— Start of Text section —
Short answer: traditional DAST scanners miss most API vulnerabilities because they crawl HTML pages an API does not have, ignore the schema that defines its real attack surface, and test for injection instead of the broken-authorization flaws that cause actual API breaches. The fix is schema-aware, authenticated testing wired into CI/CD so it runs on every pull request. The rest of this article shows why the old model breaks and how to close the gap.

In September 2022 an attacker walked off with the personal records of up to 10 million Optus customers, close to 40% of Australia, straight out of a public API (as Reuters reported). No exploit chain, no zero-day. The endpoint required no authentication and returned a customer record for whatever identifier you asked for, so the attacker just counted upward and collected the lot. A conventional DAST scanner pointed at that service would almost certainly have reported nothing wrong.

That gap is what this article is about. Most dynamic application security testing tools were built for a web of server-rendered pages and HTML forms, and they quietly fall apart on the APIs that now carry the bulk of application traffic. The analyst firm Gartner had already projected that API abuses would become the leading attack vector behind enterprise data breaches (via VentureBeat), and incidents like Optus turned that forecast into routine news. What follows is why classic scanners miss API flaws, a bug one will never flag, and how to get real API coverage running on every pull request.
— End of Text section —
— Start of Listed records —
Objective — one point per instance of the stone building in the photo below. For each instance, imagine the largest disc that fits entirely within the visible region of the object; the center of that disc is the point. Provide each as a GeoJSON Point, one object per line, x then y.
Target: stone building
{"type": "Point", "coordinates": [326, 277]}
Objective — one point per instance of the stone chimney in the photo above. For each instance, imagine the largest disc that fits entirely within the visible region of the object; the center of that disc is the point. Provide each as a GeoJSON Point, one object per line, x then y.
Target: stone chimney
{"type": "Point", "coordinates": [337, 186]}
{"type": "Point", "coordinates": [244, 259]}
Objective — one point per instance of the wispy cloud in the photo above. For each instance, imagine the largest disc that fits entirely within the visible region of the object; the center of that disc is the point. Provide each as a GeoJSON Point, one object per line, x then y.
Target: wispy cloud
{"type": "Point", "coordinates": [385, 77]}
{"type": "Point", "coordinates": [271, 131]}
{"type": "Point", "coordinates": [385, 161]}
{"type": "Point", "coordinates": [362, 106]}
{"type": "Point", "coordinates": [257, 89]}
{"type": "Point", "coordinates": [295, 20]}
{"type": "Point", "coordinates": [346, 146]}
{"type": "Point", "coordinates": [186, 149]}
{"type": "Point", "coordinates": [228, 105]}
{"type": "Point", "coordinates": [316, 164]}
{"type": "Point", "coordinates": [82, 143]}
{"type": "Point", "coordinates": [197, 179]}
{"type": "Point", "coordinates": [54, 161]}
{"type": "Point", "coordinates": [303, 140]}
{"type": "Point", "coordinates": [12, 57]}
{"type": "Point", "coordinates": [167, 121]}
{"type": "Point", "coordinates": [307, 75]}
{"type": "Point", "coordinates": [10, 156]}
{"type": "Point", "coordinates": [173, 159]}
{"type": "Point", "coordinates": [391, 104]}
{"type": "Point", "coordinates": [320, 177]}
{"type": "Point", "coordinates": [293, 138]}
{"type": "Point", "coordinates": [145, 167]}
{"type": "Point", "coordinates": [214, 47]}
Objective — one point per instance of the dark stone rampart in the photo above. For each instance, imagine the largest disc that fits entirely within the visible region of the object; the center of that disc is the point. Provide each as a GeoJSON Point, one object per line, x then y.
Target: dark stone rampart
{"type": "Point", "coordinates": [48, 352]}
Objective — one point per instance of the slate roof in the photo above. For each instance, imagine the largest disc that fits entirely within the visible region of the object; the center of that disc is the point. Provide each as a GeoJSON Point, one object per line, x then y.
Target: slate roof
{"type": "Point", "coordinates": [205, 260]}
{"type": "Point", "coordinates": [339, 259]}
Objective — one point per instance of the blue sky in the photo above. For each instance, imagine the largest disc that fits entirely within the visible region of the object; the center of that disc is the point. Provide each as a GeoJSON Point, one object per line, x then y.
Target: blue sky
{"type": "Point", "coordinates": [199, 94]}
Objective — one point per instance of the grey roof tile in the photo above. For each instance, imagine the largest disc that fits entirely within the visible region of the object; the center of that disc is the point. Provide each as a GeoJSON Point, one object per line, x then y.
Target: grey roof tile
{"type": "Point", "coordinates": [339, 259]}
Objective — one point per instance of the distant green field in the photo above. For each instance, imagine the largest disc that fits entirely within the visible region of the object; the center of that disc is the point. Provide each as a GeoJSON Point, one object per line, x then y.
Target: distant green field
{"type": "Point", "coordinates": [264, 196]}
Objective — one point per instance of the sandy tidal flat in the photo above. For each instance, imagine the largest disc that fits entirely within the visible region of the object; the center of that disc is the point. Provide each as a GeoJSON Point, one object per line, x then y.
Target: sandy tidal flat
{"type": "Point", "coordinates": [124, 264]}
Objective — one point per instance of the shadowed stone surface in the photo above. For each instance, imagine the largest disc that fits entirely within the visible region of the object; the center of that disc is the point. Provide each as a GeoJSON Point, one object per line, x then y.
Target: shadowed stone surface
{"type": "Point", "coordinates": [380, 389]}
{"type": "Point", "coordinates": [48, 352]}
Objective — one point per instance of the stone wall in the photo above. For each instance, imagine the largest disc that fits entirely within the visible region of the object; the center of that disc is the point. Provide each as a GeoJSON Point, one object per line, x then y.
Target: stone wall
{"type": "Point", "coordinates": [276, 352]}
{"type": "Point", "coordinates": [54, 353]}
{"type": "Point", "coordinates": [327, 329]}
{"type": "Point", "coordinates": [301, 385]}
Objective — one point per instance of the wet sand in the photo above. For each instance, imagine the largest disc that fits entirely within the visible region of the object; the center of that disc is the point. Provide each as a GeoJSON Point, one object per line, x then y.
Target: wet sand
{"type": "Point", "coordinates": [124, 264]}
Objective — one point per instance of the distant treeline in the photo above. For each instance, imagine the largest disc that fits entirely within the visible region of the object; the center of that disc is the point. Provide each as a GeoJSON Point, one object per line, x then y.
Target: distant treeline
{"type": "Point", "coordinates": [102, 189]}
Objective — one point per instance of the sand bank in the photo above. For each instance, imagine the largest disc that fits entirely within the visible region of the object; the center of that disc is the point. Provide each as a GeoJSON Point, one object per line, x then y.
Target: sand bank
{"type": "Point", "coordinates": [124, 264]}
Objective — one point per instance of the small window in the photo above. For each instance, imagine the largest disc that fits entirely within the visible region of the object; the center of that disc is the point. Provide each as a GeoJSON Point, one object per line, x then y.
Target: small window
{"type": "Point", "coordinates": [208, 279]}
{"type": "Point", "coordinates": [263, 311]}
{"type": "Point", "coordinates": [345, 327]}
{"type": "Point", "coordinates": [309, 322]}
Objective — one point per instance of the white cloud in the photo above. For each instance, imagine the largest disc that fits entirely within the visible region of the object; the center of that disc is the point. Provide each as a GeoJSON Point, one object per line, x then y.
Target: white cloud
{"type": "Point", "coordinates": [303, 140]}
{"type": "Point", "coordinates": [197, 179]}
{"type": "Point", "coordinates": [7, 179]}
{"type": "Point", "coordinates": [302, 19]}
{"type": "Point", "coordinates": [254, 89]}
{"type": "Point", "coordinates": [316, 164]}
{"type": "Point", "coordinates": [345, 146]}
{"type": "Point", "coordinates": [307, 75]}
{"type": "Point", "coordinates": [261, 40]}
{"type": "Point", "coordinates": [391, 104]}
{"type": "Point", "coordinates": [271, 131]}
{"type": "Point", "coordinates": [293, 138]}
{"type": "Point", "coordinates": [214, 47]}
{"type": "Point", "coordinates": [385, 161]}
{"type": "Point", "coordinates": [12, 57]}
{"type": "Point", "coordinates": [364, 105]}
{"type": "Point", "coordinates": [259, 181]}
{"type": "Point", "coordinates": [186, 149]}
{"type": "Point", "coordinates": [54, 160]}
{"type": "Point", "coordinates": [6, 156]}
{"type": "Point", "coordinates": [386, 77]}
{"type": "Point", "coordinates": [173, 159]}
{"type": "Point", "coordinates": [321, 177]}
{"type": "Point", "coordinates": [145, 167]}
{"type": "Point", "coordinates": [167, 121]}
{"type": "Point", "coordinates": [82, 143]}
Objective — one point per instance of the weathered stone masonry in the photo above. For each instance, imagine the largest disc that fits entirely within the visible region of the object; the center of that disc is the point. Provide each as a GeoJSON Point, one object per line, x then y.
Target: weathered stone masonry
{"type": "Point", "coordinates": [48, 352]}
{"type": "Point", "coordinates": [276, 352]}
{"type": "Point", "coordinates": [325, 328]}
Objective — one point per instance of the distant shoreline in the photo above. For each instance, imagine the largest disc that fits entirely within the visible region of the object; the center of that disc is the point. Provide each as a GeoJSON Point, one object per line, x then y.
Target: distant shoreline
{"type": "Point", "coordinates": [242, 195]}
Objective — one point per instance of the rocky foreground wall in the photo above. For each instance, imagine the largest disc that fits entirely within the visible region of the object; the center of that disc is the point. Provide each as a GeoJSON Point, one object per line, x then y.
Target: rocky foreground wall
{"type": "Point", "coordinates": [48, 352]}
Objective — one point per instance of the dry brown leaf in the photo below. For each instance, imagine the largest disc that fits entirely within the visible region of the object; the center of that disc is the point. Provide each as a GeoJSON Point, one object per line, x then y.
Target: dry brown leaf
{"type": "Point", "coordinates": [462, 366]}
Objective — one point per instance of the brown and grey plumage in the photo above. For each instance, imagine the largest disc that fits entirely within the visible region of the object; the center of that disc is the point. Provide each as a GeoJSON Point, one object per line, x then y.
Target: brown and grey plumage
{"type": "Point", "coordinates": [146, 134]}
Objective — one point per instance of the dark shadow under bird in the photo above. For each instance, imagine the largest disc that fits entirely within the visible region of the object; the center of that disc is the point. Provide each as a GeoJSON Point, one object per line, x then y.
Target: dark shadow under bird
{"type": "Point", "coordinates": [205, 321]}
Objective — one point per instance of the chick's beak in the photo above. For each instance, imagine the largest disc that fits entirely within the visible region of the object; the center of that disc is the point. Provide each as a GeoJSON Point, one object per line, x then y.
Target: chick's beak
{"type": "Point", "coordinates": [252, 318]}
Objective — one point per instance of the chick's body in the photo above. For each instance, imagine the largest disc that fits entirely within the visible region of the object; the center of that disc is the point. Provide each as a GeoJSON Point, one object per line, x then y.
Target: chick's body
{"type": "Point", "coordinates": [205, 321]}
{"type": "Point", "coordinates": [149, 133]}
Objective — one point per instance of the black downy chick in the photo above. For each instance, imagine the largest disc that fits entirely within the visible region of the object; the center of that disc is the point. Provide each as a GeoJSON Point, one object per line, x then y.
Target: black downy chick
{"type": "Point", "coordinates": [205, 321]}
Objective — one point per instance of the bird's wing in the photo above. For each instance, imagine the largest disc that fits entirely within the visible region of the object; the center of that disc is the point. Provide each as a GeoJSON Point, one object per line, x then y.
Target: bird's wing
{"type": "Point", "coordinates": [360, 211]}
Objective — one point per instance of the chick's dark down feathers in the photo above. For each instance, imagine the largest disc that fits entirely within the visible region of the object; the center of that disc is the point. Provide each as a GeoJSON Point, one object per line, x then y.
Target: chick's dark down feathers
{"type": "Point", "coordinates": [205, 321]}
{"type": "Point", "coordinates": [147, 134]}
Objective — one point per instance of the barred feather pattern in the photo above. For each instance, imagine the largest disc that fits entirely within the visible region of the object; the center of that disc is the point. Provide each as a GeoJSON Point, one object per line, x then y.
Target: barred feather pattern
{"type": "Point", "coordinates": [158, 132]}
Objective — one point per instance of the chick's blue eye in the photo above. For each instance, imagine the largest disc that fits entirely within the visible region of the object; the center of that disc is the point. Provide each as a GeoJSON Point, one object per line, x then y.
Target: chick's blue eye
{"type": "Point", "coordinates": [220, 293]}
— End of Listed records —
*List of tasks*.
**a.** Restate the API security article, starting at "That gap is" and ending at "running on every pull request.", with "pull request" swapped for "merge request".
**b.** According to the API security article, how many Optus customers had their personal records taken in the breach?

*Worked solutions*.
**a.**
That gap is what this article is about. Most dynamic application security testing tools were built for a web of server-rendered pages and HTML forms, and they quietly fall apart on the APIs that now carry the bulk of application traffic. The analyst firm Gartner had already projected that API abuses would become the leading attack vector behind enterprise data breaches (via VentureBeat), and incidents like Optus turned that forecast into routine news. What follows is why classic scanners miss API flaws, a bug one will never flag, and how to get real API coverage running on every merge request.

**b.** Up to 10 million.